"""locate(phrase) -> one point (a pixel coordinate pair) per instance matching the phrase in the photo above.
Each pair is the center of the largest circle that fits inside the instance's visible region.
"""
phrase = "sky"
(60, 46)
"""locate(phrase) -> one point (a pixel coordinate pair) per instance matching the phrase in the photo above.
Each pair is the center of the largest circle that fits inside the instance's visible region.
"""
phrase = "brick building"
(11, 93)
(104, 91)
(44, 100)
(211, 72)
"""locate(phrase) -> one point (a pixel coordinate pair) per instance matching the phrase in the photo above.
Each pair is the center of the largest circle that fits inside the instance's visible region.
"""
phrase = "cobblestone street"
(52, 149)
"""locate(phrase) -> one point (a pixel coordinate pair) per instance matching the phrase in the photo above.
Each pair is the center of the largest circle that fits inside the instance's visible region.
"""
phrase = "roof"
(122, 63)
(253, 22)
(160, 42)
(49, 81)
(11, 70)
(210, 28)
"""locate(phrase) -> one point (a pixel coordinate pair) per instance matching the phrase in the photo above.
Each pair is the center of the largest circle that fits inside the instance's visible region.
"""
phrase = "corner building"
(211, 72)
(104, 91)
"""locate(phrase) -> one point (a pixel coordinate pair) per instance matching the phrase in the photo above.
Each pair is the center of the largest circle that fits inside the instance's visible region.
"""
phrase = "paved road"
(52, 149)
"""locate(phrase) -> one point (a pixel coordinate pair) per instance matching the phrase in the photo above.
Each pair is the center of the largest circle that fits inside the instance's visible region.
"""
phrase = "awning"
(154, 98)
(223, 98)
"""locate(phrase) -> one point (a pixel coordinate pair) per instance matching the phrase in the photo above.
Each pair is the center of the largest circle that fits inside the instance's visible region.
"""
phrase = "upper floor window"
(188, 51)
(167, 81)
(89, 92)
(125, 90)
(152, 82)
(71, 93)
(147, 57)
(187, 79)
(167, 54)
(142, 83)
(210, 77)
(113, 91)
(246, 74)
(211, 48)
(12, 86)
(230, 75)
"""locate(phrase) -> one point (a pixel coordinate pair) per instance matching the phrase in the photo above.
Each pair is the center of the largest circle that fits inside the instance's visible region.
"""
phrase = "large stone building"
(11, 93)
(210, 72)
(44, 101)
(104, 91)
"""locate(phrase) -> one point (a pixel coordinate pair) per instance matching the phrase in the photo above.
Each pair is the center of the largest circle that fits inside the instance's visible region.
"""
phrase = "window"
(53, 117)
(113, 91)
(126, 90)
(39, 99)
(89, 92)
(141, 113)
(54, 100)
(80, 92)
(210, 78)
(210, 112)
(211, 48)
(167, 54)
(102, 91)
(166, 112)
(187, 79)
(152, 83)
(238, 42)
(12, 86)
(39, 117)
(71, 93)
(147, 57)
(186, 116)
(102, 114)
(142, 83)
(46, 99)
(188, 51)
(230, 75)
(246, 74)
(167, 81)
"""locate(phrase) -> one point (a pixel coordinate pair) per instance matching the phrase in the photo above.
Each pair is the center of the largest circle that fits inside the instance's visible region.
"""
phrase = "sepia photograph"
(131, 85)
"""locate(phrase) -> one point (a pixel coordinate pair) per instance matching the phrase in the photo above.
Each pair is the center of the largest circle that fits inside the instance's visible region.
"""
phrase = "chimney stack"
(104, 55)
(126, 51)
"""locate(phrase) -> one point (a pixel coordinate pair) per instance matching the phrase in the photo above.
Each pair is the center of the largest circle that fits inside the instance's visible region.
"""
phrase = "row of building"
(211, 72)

• Task description: Your job is to copy all the records exactly.

• Answer section:
"""locate(phrase) -> one point (a pixel coordinate pair) per instance matching the phrase in the photo above.
Each pair is the center of the largest circle that fits inside the instance's visible region.
"""
phrase = "sky"
(60, 46)
"""locate(phrase) -> one point (a pixel coordinate pair) per instance matching the phrase in the photo above.
Each pair is the center of the largest circle that fits inside the instance's visible region.
"""
phrase = "brick building"
(11, 93)
(104, 91)
(44, 100)
(211, 72)
"""locate(phrase) -> one point (a pixel coordinate pair) per instance matching the phrase in the photo above.
Each pair is the center of the largest circle that fits inside the instance's visible region.
"""
phrase = "cobblestone street"
(52, 149)
"""locate(phrase) -> one point (a pixel coordinate pair) per instance matching the phrase in the photo above.
Each pair is the center of the largest circle that fits inside the instance's visible region.
"""
phrase = "roof"
(122, 63)
(253, 22)
(160, 42)
(49, 81)
(11, 70)
(210, 28)
"""locate(phrase) -> one point (a pixel coordinate pair) per instance matching the phrase in the photo above.
Each pair is the center of the largest circle that fits inside the instance's visible region.
"""
phrase = "corner building"
(211, 72)
(104, 91)
"""locate(phrase) -> one point (a pixel coordinate pair) per instance matching the phrase in the photo above.
Each pair is the center of the largest circle that fits inside the instance's visible region.
"""
phrase = "paved road"
(52, 149)
"""locate(phrase) -> one point (a pixel coordinate pair) per instance matching the phrase in the photo above.
Each pair is the center of the largest circle that fits inside the instance's visible region.
"""
phrase = "awning"
(154, 98)
(223, 98)
"""locate(phrase) -> one point (a pixel coordinate pair) per instance matching the phrase in the photo above.
Each pair is the center of the largest circle that fits inside the instance's visible region.
"""
phrase = "upper floor window"
(188, 51)
(167, 81)
(89, 92)
(125, 90)
(152, 82)
(71, 93)
(147, 57)
(187, 79)
(167, 54)
(142, 83)
(210, 77)
(113, 91)
(246, 74)
(211, 48)
(12, 86)
(230, 75)
"""locate(phrase) -> one point (a pixel coordinate pair) per instance matching the phrase in the photo above.
Each pair is the center of the largest circle that fits inside the instance's visible region.
"""
phrase = "large stone building"
(11, 93)
(210, 72)
(44, 101)
(104, 91)
"""locate(phrase) -> one point (a pixel coordinate pair) per instance matching the phrase in the photo above.
Each pair is the center of the largest circle that fits inside the instance's visible region.
"""
phrase = "window"
(53, 117)
(113, 91)
(126, 90)
(39, 99)
(89, 92)
(141, 113)
(54, 100)
(80, 92)
(210, 78)
(210, 112)
(211, 48)
(167, 54)
(102, 91)
(166, 112)
(187, 79)
(152, 83)
(238, 42)
(12, 86)
(39, 117)
(71, 93)
(147, 57)
(186, 116)
(102, 114)
(142, 83)
(46, 99)
(188, 51)
(230, 75)
(246, 74)
(167, 81)
"""locate(phrase) -> one point (a pixel coordinate pair) per instance matching the phrase in the photo above.
Each pair is the center of the largest circle that fits inside the instance's visible region.
"""
phrase = "sepia photograph"
(131, 85)
"""locate(phrase) -> one point (a pixel coordinate pair) per instance matching the phrase in the photo above.
Each pair is the center of the largest circle that fits inside the instance's visible region.
"""
phrase = "chimney stack"
(104, 55)
(126, 51)
"""locate(phrase) -> one point (a pixel coordinate pair) per instance matching the phrase in the photo above.
Each pair is the center of the largest circle that fits inside the instance's visible region.
"""
phrase = "row of building"
(211, 72)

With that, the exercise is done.